- Venue: Aichi Prefectural Martial Arts Hall
- Dates: 21–24 September 2026
- Competitors: 11 from 11 nations

Medalists
| gold medal | Tang Sishuo | China |
| silver medal | Leung Yu Hong | Hong Kong |
| bronze medal | Bintang Reindra Nada Guitara | Indonesia |
| bronze medal | Hứa Văn Đoàn | Vietnam |

= Wushu at the 2026 Asian Games – Men's sanda 60 kg =

The men's sanda 60 kilograms competition at the 2026 Asian Games in Nagoya, Japan was held from 21 to 24 September 2026 at the Aichi Prefectural Martial Arts Hall.

A total of eleven competitors from eleven countries (NOCs) competed in this event, limited to fighters whose body weight was less than 60 kilograms.

□ □ □

Please extend the passage on the 2026 Asian Games men's sanda 60 kg event, starting right after its final sentence.

- RECORDS SUPPLIED -
□ □ □

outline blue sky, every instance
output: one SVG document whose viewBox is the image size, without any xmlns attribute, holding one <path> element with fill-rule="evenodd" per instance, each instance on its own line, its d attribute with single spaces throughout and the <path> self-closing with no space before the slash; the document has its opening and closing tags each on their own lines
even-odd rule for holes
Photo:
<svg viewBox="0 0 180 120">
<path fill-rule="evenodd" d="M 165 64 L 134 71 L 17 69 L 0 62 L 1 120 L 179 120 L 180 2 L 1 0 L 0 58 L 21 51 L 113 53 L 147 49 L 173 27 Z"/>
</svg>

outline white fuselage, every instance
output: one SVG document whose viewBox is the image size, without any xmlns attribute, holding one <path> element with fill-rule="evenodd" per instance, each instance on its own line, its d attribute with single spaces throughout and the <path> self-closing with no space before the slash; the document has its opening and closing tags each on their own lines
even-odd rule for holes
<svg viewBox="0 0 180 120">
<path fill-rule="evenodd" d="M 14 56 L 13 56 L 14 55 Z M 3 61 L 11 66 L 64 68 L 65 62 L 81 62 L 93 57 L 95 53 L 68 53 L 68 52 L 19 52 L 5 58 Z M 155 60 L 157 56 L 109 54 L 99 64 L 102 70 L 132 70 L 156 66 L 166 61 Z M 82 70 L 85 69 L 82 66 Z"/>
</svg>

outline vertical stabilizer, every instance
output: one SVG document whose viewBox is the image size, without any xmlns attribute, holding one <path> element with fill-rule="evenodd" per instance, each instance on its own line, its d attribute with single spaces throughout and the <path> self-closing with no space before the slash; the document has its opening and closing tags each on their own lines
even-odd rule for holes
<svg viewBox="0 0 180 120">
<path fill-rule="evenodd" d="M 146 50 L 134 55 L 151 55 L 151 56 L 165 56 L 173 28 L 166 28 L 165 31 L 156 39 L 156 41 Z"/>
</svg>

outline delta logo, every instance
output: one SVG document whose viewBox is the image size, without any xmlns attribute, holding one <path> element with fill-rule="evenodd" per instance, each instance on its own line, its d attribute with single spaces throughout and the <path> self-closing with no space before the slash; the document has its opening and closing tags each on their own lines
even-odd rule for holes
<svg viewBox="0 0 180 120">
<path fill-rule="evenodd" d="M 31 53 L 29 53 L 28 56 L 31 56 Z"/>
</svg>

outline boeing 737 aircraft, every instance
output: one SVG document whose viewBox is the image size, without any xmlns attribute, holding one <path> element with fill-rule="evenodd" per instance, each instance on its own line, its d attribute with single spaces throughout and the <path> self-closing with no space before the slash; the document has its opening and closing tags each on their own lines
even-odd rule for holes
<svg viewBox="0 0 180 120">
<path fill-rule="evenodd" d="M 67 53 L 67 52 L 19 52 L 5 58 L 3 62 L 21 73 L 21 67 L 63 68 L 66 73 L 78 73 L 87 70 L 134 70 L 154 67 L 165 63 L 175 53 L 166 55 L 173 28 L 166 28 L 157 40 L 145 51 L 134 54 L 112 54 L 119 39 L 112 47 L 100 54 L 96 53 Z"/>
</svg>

□ □ □

- ANSWER TO THIS EXERCISE -
Competition bouts consist of 3 rounds in total, each lasting two minutes with a one-minute rest period between rounds. The athlete who scores more points in each round is the winner of that rounds; the bout ends when one athlete has won two rounds (and thus the match).

Tang Sishuo from China won the gold medal.

==Schedule==
All times are Japan Standard Time (UTC+09:00)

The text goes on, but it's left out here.